(A sequence of records)

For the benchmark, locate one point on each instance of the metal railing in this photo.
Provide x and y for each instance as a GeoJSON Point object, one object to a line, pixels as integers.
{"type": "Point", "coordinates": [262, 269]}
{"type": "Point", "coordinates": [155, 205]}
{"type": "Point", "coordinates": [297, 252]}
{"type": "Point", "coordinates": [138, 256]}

---

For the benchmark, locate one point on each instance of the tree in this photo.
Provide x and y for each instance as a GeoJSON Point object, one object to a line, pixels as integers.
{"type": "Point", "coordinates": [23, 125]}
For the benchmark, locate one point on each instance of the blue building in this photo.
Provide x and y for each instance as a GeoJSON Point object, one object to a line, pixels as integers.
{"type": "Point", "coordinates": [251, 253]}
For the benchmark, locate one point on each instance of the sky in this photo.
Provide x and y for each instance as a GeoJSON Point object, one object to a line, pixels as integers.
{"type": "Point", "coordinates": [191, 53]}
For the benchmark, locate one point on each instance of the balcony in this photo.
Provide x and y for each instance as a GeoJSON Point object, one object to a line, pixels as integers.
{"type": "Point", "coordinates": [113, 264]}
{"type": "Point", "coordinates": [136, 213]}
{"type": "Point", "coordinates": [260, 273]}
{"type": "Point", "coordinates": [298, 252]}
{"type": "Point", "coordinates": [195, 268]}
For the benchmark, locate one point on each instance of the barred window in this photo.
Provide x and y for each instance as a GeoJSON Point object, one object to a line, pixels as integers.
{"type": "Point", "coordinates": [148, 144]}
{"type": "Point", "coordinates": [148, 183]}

What the task asks -
State how many lines of the data above contain the word "this". Give the number alone.

Exercise response -
6